#### [Document segment]
• • • • • • •

12.    Attorneys Fees and Costs. Each Guarantor agrees, jointly and severally, to pay, on demand, all attorneys fees and all other costs and expenses which may be incurred by the Administrative Agent, the Lender Creditors and/or the Hedging Creditors in connection with the enforcement of this Guaranty or in any way arising out of, or consequential to, the protection, assertion, or enforcement of the Guaranteed Obligations (or any security therefor) or any rights or remedies related to the foregoing, irrespective of whether suit is brought.

13.    Notices. All notices and other communications hereunder to the Administrative Agent shall be in writing and shall be mailed, sent, or delivered in accordance with Section 12.03 of the Credit Agreement. All notices and other communications hereunder to the Guarantors shall be in writing and shall be mailed, sent, or delivered in care of Borrower in accordance with Section 12.03 of the Credit Agreement.

14.    Cumulative Remedies. No remedy under this Guaranty, under the Credit Agreement, any other Credit Document or under any Term Secured Hedging Agreement is intended to be exclusive of any other remedy, but each and every remedy shall be cumulative and in addition to any and every other remedy given under this Guaranty, under the Credit Agreement, any other Credit Document or any Term Secured Hedging Agreement, and those remedies provided by law. No delay or omission by the Lender Creditors, the Hedging Creditors or the Administrative Agent on behalf thereof to exercise any right under this Guaranty shall impair any such right nor be construed to be a waiver thereof. No failure on the part of the Lender Creditors, the Hedging Creditors or the Administrative Agent on behalf thereof to exercise, and no delay in exercising, any right under this Guaranty shall operate as a waiver thereof; nor shall any single or partial exercise of any right under this Guaranty preclude any other or further exercise thereof or the exercise of any other right.

• • • • • • •

Retype the passage of the guaranty excerpt from "12.    Attorneys Fees and" up to and including "suit is brought.", keeping every word and mark unchanged. The material that comes next is not needed for anything here.

• • • • • • •

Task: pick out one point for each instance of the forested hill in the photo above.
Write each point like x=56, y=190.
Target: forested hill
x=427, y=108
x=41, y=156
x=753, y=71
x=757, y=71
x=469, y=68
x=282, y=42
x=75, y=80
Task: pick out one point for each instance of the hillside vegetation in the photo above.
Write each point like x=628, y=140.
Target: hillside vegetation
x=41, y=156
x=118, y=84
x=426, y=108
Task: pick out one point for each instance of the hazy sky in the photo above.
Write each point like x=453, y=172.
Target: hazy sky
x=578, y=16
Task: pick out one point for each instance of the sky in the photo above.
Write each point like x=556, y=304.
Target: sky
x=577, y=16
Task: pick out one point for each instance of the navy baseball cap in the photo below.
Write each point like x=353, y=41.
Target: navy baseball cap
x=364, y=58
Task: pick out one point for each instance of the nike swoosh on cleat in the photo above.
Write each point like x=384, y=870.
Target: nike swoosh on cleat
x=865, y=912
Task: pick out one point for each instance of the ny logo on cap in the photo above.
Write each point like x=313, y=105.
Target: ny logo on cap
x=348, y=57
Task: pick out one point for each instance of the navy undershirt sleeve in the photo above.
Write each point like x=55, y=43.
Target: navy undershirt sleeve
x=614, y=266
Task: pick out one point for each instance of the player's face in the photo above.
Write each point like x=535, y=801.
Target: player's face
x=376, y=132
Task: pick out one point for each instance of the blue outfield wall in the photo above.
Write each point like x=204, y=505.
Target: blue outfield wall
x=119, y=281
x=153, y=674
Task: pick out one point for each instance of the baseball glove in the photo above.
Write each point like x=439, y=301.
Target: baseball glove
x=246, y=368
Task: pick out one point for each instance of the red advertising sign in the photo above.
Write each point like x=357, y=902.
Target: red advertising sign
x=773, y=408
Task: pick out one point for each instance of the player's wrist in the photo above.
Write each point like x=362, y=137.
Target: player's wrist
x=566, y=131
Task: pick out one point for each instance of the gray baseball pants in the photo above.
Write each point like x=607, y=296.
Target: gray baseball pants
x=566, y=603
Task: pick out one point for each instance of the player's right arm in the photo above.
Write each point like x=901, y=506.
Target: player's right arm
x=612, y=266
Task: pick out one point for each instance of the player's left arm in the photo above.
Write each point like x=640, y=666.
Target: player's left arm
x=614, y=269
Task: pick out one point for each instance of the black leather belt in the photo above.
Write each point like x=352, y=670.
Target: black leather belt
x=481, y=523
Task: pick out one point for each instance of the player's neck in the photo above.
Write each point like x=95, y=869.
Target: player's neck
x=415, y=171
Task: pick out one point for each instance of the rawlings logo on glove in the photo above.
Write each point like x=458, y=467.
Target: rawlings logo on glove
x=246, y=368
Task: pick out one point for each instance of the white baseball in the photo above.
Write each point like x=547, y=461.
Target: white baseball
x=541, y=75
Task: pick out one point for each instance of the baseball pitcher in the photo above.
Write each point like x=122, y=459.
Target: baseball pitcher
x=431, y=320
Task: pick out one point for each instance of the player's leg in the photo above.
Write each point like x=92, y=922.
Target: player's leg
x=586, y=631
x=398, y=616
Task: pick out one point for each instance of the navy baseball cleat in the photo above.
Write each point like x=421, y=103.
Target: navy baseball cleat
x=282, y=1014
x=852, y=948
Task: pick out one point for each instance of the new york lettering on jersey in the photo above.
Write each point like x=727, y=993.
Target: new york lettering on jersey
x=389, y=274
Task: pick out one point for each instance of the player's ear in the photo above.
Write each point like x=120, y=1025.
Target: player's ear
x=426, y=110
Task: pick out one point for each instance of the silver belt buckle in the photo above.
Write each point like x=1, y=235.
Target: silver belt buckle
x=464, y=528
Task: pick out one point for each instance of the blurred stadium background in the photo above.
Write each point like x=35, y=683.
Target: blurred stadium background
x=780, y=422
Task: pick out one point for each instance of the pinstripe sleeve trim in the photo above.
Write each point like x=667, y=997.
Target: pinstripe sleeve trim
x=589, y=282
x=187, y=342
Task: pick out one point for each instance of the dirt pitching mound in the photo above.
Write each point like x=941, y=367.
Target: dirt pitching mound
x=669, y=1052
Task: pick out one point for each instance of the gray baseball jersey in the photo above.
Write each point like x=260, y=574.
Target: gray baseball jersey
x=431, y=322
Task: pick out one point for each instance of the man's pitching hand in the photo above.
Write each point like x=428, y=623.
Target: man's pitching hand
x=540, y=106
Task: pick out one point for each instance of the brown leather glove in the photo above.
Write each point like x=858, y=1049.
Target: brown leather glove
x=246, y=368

• • • • • • •

#### [Answer for this exercise]
12.    Attorneys Fees and Costs. Each Guarantor agrees, jointly and severally, to pay, on demand, all attorneys fees and all other costs and expenses which may be incurred by the Administrative Agent, the Lender Creditors and/or the Hedging Creditors in connection with the enforcement of this Guaranty or in any way arising out of, or consequential to, the protection, assertion, or enforcement of the Guaranteed Obligations (or any security therefor) or any rights or remedies related to the foregoing, irrespective of whether suit is brought.